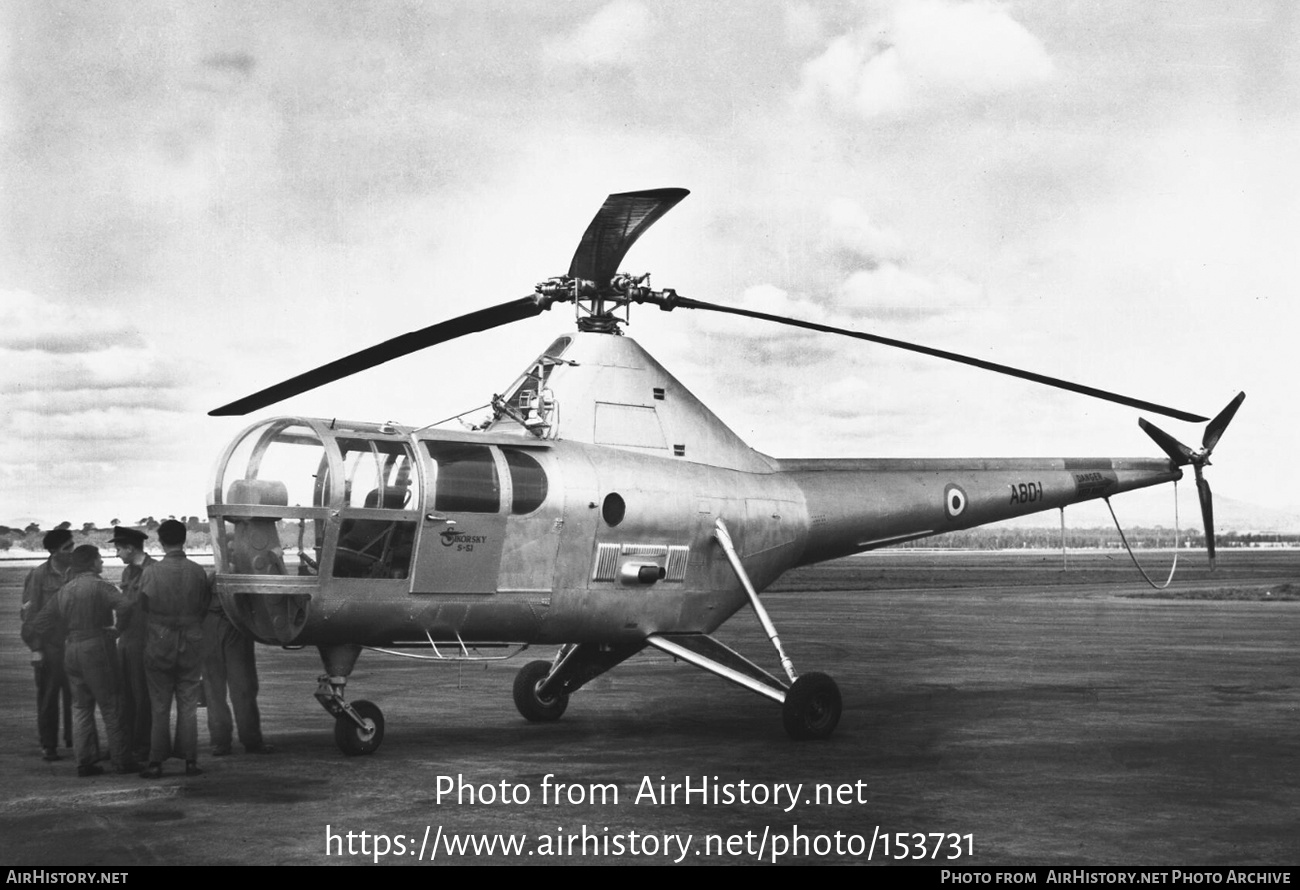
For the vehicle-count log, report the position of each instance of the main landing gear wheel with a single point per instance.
(529, 703)
(811, 707)
(351, 739)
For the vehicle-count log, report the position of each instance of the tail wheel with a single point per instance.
(351, 739)
(529, 703)
(811, 707)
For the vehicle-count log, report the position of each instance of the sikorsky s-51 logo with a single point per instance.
(462, 541)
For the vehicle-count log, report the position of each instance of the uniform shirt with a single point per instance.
(83, 606)
(38, 590)
(174, 590)
(131, 624)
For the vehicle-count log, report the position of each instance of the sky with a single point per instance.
(202, 199)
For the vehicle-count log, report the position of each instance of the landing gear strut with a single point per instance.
(810, 704)
(358, 726)
(542, 687)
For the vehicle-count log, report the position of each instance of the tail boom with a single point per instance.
(862, 504)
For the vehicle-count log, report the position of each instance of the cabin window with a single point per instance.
(377, 476)
(277, 465)
(466, 478)
(280, 464)
(527, 480)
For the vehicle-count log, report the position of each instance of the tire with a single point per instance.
(351, 739)
(811, 708)
(529, 704)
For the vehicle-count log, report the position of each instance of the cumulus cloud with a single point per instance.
(856, 239)
(928, 53)
(896, 290)
(31, 325)
(609, 38)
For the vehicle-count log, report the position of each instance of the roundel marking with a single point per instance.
(954, 500)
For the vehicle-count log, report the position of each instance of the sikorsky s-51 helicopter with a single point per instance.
(601, 508)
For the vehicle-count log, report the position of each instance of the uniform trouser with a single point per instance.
(229, 661)
(94, 674)
(137, 706)
(173, 665)
(52, 684)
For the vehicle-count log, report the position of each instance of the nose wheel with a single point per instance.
(356, 738)
(531, 702)
(811, 708)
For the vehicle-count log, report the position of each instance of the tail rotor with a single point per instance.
(1199, 460)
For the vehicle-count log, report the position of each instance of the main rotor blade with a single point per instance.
(952, 356)
(620, 221)
(1214, 430)
(495, 316)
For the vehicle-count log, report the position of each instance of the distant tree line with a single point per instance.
(29, 537)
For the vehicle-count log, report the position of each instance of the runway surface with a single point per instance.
(1025, 713)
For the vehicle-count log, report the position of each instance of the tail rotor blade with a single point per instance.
(481, 320)
(1214, 429)
(1177, 451)
(950, 356)
(1203, 490)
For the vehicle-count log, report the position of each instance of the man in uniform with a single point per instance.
(47, 656)
(176, 594)
(137, 710)
(83, 611)
(229, 661)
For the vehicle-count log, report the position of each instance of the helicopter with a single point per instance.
(601, 508)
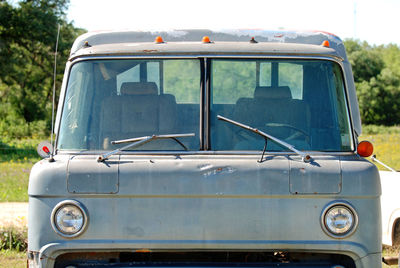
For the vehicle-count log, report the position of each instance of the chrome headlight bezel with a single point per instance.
(79, 208)
(344, 206)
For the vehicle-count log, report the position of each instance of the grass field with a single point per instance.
(18, 157)
(12, 259)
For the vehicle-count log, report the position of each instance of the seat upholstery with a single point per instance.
(271, 109)
(138, 111)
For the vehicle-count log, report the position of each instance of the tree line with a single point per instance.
(28, 34)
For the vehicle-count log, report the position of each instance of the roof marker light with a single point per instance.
(206, 39)
(159, 40)
(365, 148)
(325, 43)
(253, 40)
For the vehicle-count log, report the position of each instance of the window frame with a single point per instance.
(205, 101)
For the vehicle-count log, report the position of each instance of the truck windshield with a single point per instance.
(301, 102)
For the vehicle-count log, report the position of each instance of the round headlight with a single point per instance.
(69, 218)
(339, 220)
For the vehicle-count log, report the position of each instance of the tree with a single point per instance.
(377, 78)
(28, 34)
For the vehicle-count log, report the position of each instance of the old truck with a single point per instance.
(198, 148)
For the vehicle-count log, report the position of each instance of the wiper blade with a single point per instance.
(136, 142)
(305, 157)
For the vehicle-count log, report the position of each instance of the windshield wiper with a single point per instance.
(305, 157)
(136, 142)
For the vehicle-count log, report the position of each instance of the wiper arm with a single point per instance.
(305, 157)
(136, 142)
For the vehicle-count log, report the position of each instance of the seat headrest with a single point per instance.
(139, 88)
(273, 92)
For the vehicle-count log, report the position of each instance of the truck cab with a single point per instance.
(197, 148)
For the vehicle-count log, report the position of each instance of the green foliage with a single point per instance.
(28, 34)
(376, 72)
(377, 129)
(12, 238)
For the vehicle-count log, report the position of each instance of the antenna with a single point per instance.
(51, 159)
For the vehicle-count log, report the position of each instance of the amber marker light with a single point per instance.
(325, 43)
(159, 40)
(206, 39)
(365, 149)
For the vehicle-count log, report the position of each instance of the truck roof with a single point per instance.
(190, 42)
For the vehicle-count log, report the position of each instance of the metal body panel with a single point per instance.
(200, 205)
(85, 177)
(208, 201)
(390, 204)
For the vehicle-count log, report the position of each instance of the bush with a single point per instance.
(13, 238)
(379, 129)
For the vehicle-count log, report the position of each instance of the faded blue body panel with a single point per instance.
(200, 205)
(206, 200)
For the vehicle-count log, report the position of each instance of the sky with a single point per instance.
(374, 21)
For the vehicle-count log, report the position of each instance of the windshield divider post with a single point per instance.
(265, 148)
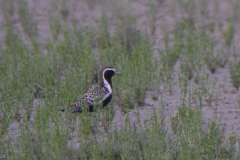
==============================
Identify each line in the entries above that contains the word "roof", and copy every such line in full.

For the vehicle-count log, report the position of each instance of the roof marker light with a single point per instance.
For the vehicle-count log, report the position of each instance of the truck roof with a single point per instance.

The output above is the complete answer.